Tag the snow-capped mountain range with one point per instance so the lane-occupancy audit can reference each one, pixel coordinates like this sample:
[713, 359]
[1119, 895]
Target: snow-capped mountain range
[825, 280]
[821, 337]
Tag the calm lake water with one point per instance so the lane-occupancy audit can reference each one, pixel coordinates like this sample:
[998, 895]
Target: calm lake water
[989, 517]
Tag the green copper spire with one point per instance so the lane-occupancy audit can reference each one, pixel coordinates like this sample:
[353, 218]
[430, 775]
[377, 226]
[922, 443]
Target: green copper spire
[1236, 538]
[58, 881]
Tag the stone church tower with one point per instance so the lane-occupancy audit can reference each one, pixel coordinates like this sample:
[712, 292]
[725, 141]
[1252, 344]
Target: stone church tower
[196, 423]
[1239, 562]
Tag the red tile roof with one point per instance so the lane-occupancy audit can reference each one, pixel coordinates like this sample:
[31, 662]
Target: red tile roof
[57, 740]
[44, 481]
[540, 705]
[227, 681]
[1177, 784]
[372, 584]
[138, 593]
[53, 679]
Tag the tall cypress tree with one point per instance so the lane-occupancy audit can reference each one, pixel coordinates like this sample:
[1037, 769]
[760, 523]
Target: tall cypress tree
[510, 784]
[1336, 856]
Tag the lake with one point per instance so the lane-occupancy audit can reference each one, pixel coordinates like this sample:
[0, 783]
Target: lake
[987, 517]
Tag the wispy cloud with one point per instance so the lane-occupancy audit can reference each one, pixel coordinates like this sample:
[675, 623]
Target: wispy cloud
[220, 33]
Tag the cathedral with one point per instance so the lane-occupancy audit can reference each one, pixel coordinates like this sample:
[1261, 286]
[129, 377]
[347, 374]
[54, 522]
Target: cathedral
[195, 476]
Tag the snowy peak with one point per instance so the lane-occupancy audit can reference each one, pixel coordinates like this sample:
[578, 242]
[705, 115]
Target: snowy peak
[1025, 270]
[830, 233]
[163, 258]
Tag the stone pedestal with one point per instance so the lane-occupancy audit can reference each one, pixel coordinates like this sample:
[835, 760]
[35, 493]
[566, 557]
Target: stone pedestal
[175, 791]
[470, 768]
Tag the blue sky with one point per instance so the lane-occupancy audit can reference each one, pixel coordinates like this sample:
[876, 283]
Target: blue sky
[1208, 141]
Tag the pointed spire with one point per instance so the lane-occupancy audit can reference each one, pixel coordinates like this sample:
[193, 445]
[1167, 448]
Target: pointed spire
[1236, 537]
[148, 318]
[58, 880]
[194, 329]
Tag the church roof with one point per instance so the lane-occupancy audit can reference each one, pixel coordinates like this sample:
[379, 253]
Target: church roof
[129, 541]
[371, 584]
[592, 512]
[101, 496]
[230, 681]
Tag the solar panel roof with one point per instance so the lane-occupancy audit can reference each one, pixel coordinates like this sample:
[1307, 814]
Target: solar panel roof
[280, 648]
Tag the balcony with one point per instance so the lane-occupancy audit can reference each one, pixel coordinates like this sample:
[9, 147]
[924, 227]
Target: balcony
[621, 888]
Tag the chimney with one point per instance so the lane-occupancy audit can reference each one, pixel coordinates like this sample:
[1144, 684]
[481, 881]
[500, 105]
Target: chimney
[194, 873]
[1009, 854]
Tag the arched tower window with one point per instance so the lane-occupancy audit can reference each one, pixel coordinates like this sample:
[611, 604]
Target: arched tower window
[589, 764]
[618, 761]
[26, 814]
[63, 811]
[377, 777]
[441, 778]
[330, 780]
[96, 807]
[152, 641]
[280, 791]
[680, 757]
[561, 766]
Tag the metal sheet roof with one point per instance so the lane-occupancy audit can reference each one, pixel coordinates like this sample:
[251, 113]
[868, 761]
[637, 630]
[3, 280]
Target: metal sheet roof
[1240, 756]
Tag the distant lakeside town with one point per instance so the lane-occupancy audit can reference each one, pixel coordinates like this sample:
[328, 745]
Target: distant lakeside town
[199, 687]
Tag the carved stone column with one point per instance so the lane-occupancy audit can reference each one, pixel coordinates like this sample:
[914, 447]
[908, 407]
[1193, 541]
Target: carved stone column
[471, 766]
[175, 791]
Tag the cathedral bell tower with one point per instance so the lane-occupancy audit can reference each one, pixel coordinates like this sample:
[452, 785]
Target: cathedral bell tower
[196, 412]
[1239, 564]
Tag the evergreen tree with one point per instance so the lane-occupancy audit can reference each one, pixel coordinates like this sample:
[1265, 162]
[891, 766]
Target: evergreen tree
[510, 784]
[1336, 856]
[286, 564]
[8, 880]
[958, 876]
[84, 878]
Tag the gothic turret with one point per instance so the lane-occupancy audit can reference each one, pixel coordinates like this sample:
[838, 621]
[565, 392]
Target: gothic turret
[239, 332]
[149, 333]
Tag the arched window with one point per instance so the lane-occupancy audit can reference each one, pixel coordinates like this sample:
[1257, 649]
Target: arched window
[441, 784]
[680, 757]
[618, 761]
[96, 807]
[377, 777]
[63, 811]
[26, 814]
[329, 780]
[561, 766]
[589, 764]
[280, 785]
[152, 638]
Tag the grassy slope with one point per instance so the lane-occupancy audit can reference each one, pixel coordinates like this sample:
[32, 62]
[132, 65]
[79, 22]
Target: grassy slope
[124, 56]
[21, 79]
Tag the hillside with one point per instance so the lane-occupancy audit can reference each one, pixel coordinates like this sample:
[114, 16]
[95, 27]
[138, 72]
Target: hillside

**What this task involves**
Return all of the above records exactly, leaving no line out.

**Exercise response**
Tag the snow-capped mountain range with one point per instance so the lane-occupancy audit can reference each one, pixel coordinates like this sample:
[713, 359]
[1119, 895]
Target: snow-capped mountain range
[825, 280]
[821, 337]
Tag the calm lake water with one point per instance so the lane-occupancy audit can reference each one, pixel coordinates like this sample:
[998, 895]
Target: calm lake water
[989, 517]
Tag the green copper spire with one point per instance so the lane-occupancy audit can reference each one, pixel coordinates like this sample:
[353, 218]
[430, 775]
[377, 226]
[922, 443]
Target: green copper spire
[1236, 538]
[58, 881]
Tag the stone church tower with one point per instance so the lane-occupancy audit can reference each one, pixel coordinates like this sample:
[712, 292]
[725, 141]
[1252, 344]
Target: stone church tower
[196, 423]
[1239, 562]
Tag the red tile roof with one point per instance so the lane-occupancy audit can reference each one, pixel coordinates like this sample:
[31, 662]
Target: red tile roof
[57, 740]
[44, 481]
[540, 705]
[227, 681]
[1177, 784]
[372, 584]
[138, 593]
[53, 679]
Tag the tall cypress tree with one point per instance so the lane-occupancy audit can reference each one, pixel coordinates like this sample:
[1037, 769]
[760, 523]
Target: tall cypress tree
[510, 784]
[1336, 856]
Tag the lake with one point per instance so the lane-occupancy audit can reference each one, pixel coordinates like this sample:
[0, 783]
Target: lake
[987, 517]
Tag the wispy cloud with one point per instance so the lane-occupancy audit can reference each one, pixel coordinates like this sample:
[675, 623]
Target: wispy cloud
[220, 33]
Tag the cathedral with one point per instance so the lane-occupancy audit can reference each one, pixel coordinates like this sample:
[1261, 286]
[129, 377]
[347, 374]
[54, 522]
Target: cathedral
[195, 476]
Tag the snowy peak with one point per instance so the lane-occupancy audit can reference each one, pixel coordinates like this sample:
[578, 242]
[705, 115]
Target: snowy peak
[1025, 270]
[830, 233]
[163, 258]
Tag the stone pedestal with one point per instance so the lane-occupancy audit can reference each one, pixel coordinates like this sample:
[835, 760]
[35, 493]
[566, 557]
Target: stone pedestal
[175, 791]
[470, 768]
Tag the blue sky with one point per instance so the lane-occupancy audit can reference each one, pixel coordinates like this sample:
[876, 283]
Target: blue sky
[1208, 141]
Tag the pointed spire with one point per instance so the lane-occupancy audit can reference each one, pixel coordinates like this sample:
[193, 445]
[1167, 448]
Target: pointed spire
[1236, 537]
[148, 318]
[58, 880]
[194, 329]
Tag the church roof with one point per instance so the lane-occupancy audit can reference each one, pixel coordinates like this sample:
[379, 253]
Target: church roof
[129, 541]
[371, 584]
[592, 512]
[101, 496]
[230, 681]
Tag the solar panel roof with one point per instance so the lane-occupancy audit can reference each one, pixel coordinates like this sample:
[1307, 814]
Target: solar panel roof
[280, 648]
Tag the balcony with one point per instance so the lane-occupancy audit can reference each one, pixel coordinates like this sample:
[9, 147]
[924, 227]
Target: balcony
[621, 888]
Tag the chimney with one point per instance so the lane-occupancy audit can reference each one, pixel coordinates like this sample:
[1144, 684]
[481, 881]
[500, 105]
Target: chimney
[194, 873]
[1009, 854]
Tag the arched tower window with one point per instance so the lane-occupancy audit can reference each one, pixel coordinates like this sample:
[611, 604]
Target: arched tower window
[589, 764]
[618, 761]
[26, 814]
[63, 811]
[377, 777]
[441, 778]
[330, 780]
[96, 807]
[152, 641]
[280, 791]
[680, 757]
[561, 766]
Tag the metal sheet roof with one point per instance so the lane-occupancy audit can reference each one, pixel coordinates like this sample:
[251, 113]
[868, 761]
[637, 630]
[3, 280]
Target: metal sheet roof
[1240, 756]
Tag the distant lakeside town with one point per instance so the lane-occupancy audit can reference each one, pixel coordinates like this sample:
[328, 745]
Target: distant lakeside town
[199, 687]
Tag the carved stone column with one point per instance so the lane-occupancy audit can reference each one, pixel coordinates like this sample:
[914, 447]
[908, 407]
[1193, 541]
Target: carved stone column
[471, 766]
[175, 791]
Tag the cathedral bell tower with one point per instance so the lane-occupancy audit can reference each one, pixel coordinates like this sample:
[452, 785]
Target: cathedral bell tower
[196, 412]
[1239, 564]
Tag the evergreen tree with one point per instance so the lane-occupancy audit can reference each one, pixel coordinates like this sample:
[1265, 162]
[891, 766]
Target: evergreen tree
[510, 784]
[1336, 856]
[286, 564]
[8, 880]
[958, 876]
[84, 878]
Tag the gothic turret with one point per instance so the lane-occupancy audit can reference each one, pixel coordinates like this sample:
[838, 621]
[565, 392]
Target: gothic turret
[239, 332]
[149, 333]
Tag the arched window with one point per instance so the lane-occupancy audit can reference each one, pixel coordinates like this sample:
[1257, 649]
Target: arched window
[441, 784]
[680, 757]
[618, 761]
[96, 807]
[377, 777]
[63, 811]
[26, 814]
[329, 780]
[561, 766]
[589, 764]
[280, 785]
[152, 638]
Tag the grassy slope with one point per instance so the lane-occupancy audit can reference each one, pixel coordinates like this sample:
[32, 62]
[132, 65]
[79, 22]
Target: grassy slope
[124, 56]
[21, 79]
Tag the hillside with one point per instance so the lane-occupancy audit can reference each one, pixel coordinates like this sample:
[114, 16]
[95, 27]
[138, 72]
Target: hillside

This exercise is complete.